TASK 1: Output the rows from their start down through the line containing "109 125 L 107", both ends included, and nothing else.

EXTRACT PROVIDED:
┌──
Skip to content

Instantly share code, notes, and snippets.

@evincarofautumn
Last active April 26, 2024 08:08
Show Gist options
  • Save evincarofautumn/a4290c5fddecd22b03c6be0d106b3988 to your computer and use it in GitHub Desktop.
Save evincarofautumn/a4290c5fddecd22b03c6be0d106b3988 to your computer and use it in GitHub Desktop.

Grammar of Kitten

This is an annotated EBNF grammar of the latest rewrite of Kitten. Items marked with a dagger (†) are explained in the surrounding prose, not in EBNF.

Source Locations

The source column of a token is the offset to its first character within the line in which it appears. The indentation of a line is the source column of the first token in the line. Tab characters are illegal.

Layout

Blocks may begin with a left curly brace ({) and end with a right curly brace (}), or begin with a colon (:) and end at the first token whose source column is less than the indentation of the line containing the colon token.

<block-begin> = "{" | ":" …†
<block-end> = "}" | …†

Programs

A program consists of zero or more vocabularies containing program elements.

<program> = <vocabulary>*

<vocabulary>
  = "vocab" <qualified-name> ";" <program-element>*
  | "vocab" <qualified-name> <block-begin> <program-element>* <block-end>

<program-element>
  = <declaration-element>
  | <definition-element>
  | <metadata-element>
  | <synonym-element>
  | <import-element>
  | <export-element>
  | <term>

Notably, term elements are composed as if they all appeared concatenated together, so local variables introduced before an intervening non-term program element are in scope after that element:

1 -> x;

define f (->) {}

x say

Declarations

A declaration may introduce either a trait or an intrinsic. A trait gives the signature of an overloaded word, which may have multiple instance definitions. An intrinsic gives the signature of a word whose definition is provided by the compiler.

<declaration-element> = <trait-declaration> | <intrinsic-declaration>

<trait-declaration> = "trait" <unqualified-name> <signature>
<intrinsic-declaration> = "intrinsic" <unqualified-name> <signature>

Examples

trait + <T> (T, T -> T)

intrinsic add_int32 (Int32, Int32 -> Int32)

Definitions

A definition may introduce the definition of a word, instance, or permission. A word definition gives a name to a function. An instance definition gives a particular implementation of a trait. A permission definition gives a name to a function that grants permission to do something.

<definition-element> = <word-definition> | <instance-definition> | <permission-definition>

<word-definition> = "define" <unqualified-name> <signature> <block>
<instance-definition> = "instance" <unqualified-name> <signature> <block>
<permission-definition> = "permission" <unqualified-name> <signature> <block>

Examples

define add3 (Int32, Int32, Int32 -> Int32):
  (+) (+)
└──
DATA FOR THIS EXERCISE:
┌──
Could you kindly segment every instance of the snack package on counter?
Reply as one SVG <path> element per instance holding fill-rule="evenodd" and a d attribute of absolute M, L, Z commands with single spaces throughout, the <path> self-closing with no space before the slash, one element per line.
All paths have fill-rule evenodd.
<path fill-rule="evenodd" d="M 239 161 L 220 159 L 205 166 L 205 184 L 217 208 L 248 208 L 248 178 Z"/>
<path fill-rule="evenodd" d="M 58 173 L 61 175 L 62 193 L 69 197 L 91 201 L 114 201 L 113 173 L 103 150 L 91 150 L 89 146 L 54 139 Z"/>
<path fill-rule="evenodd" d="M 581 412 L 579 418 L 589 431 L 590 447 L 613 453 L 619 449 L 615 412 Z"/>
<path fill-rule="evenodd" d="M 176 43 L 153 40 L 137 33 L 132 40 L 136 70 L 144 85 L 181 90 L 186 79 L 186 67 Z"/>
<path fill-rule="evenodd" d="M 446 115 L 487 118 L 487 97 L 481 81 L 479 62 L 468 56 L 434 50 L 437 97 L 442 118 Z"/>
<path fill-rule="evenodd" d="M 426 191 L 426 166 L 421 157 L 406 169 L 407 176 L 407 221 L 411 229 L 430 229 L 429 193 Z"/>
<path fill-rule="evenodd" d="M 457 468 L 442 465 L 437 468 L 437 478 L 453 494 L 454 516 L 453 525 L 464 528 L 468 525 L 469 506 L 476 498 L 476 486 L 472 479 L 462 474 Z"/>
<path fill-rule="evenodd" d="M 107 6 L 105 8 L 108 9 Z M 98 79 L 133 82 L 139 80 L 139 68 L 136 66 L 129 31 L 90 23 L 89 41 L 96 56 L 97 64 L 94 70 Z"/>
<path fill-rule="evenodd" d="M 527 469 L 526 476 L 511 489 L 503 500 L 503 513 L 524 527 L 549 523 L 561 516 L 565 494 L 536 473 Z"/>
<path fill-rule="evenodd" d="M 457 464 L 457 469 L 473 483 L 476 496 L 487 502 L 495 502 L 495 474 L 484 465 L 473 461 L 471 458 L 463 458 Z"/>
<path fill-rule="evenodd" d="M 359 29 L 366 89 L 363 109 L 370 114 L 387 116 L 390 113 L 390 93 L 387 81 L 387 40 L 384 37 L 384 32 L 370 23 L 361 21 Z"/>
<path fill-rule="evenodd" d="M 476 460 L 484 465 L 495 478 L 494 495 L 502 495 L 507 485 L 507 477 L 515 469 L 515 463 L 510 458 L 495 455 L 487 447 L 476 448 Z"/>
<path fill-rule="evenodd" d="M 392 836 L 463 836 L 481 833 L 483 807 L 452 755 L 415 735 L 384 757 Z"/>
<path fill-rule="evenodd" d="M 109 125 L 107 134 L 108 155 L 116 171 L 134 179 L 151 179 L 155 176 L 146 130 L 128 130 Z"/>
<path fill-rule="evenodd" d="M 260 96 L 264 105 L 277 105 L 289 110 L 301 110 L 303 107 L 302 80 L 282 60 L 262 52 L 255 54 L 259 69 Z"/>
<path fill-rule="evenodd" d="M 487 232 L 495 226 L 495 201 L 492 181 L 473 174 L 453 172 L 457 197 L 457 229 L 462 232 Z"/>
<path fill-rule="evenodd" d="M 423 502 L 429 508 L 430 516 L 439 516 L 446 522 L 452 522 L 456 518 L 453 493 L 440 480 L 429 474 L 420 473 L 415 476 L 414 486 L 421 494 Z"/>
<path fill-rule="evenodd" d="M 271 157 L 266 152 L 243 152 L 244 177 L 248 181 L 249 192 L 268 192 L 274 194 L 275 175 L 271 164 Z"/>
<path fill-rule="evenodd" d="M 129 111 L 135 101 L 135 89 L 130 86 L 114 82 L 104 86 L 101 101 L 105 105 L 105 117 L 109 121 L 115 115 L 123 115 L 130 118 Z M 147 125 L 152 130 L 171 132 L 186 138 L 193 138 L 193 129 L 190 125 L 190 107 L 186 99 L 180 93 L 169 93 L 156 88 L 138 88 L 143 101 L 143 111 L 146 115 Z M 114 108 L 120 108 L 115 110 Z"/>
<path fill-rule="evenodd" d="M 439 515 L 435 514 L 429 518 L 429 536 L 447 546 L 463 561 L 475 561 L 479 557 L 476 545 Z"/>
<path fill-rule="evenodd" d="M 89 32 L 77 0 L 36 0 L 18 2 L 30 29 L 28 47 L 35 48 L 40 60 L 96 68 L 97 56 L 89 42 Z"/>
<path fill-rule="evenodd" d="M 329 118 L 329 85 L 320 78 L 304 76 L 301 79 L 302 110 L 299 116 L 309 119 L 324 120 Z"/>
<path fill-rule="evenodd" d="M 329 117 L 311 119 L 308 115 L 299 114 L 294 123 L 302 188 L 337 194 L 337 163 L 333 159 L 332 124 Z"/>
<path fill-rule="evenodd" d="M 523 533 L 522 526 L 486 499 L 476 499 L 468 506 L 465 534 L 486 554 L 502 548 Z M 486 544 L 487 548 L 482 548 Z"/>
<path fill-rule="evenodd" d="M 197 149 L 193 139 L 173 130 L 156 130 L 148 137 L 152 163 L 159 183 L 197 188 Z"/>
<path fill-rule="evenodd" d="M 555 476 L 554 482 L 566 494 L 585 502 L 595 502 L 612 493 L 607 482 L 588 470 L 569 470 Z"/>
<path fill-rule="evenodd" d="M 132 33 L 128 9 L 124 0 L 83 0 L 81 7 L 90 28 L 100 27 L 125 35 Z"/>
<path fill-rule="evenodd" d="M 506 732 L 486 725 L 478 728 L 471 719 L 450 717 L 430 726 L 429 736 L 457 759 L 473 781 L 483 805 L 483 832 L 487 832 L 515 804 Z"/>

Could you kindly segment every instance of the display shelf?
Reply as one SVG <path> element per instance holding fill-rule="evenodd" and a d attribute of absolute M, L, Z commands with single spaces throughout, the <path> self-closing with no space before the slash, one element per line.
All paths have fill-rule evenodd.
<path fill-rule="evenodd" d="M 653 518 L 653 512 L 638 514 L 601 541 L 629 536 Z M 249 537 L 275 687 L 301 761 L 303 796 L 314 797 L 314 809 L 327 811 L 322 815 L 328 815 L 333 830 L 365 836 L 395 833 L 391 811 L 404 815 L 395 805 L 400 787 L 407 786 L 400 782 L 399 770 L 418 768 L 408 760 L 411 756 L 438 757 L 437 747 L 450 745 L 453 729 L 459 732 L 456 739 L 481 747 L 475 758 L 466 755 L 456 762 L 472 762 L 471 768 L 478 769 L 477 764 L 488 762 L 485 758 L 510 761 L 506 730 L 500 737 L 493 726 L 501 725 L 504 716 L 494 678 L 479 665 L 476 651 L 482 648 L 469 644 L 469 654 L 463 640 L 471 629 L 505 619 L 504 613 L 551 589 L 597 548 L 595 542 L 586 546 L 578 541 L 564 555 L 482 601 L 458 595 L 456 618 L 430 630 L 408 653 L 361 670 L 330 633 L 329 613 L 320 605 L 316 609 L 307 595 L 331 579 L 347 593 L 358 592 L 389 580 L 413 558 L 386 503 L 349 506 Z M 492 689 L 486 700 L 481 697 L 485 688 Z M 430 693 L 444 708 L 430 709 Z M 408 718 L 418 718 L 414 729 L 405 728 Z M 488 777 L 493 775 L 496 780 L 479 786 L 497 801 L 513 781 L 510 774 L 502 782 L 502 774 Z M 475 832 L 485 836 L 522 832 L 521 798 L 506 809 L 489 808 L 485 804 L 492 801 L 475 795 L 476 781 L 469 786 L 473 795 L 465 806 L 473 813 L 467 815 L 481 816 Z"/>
└──
TASK 2: In the Kitten grammar, take everything from "<declaration-element> = <trait-declaration>" down to "trait + <T> (T, T -> T)" and write it out again with "intrinsic-declaration" swapped for "builtin-declaration".

RESPONSE 1:
Could you kindly segment every instance of the snack package on counter?
Reply as one SVG <path> element per instance holding fill-rule="evenodd" and a d attribute of absolute M, L, Z commands with single spaces throughout, the <path> self-closing with no space before the slash, one element per line.
All paths have fill-rule evenodd.
<path fill-rule="evenodd" d="M 239 161 L 220 159 L 205 166 L 205 184 L 217 208 L 248 208 L 248 178 Z"/>
<path fill-rule="evenodd" d="M 58 173 L 61 175 L 62 193 L 69 197 L 91 201 L 114 201 L 113 173 L 103 150 L 91 150 L 89 146 L 54 139 Z"/>
<path fill-rule="evenodd" d="M 581 412 L 579 418 L 589 431 L 590 447 L 613 453 L 619 449 L 615 412 Z"/>
<path fill-rule="evenodd" d="M 176 43 L 153 40 L 137 33 L 132 40 L 136 70 L 144 85 L 181 90 L 186 79 L 186 67 Z"/>
<path fill-rule="evenodd" d="M 446 115 L 487 118 L 487 97 L 481 81 L 479 62 L 468 56 L 434 50 L 437 97 L 442 118 Z"/>
<path fill-rule="evenodd" d="M 426 191 L 426 166 L 421 157 L 406 169 L 407 176 L 407 221 L 411 229 L 430 229 L 429 193 Z"/>
<path fill-rule="evenodd" d="M 457 468 L 442 465 L 437 468 L 437 478 L 453 494 L 454 516 L 453 525 L 464 528 L 468 525 L 469 506 L 476 498 L 476 486 L 472 479 L 462 474 Z"/>
<path fill-rule="evenodd" d="M 107 6 L 105 8 L 108 9 Z M 98 79 L 133 82 L 139 80 L 139 68 L 136 66 L 129 31 L 90 23 L 89 41 L 96 56 L 97 64 L 94 70 Z"/>
<path fill-rule="evenodd" d="M 527 469 L 526 476 L 511 489 L 503 500 L 503 513 L 524 527 L 549 523 L 561 516 L 565 494 L 536 473 Z"/>
<path fill-rule="evenodd" d="M 457 464 L 457 469 L 473 483 L 476 496 L 487 502 L 495 502 L 495 474 L 484 465 L 473 461 L 471 458 L 463 458 Z"/>
<path fill-rule="evenodd" d="M 359 29 L 366 89 L 363 109 L 370 114 L 387 116 L 390 113 L 390 93 L 387 81 L 387 40 L 384 37 L 384 32 L 370 23 L 361 21 Z"/>
<path fill-rule="evenodd" d="M 476 460 L 484 465 L 495 478 L 494 495 L 502 495 L 507 485 L 507 477 L 515 469 L 515 463 L 510 458 L 495 455 L 487 447 L 476 448 Z"/>
<path fill-rule="evenodd" d="M 392 836 L 463 836 L 481 833 L 483 807 L 452 755 L 415 735 L 384 757 Z"/>
<path fill-rule="evenodd" d="M 109 125 L 107 134 L 108 155 L 116 171 L 134 179 L 151 179 L 155 176 L 146 130 L 128 130 Z"/>

RESPONSE 2:
<declaration-element> = <trait-declaration> | <builtin-declaration>

<trait-declaration> = "trait" <unqualified-name> <signature>
<builtin-declaration> = "intrinsic" <unqualified-name> <signature>

Examples

trait + <T> (T, T -> T)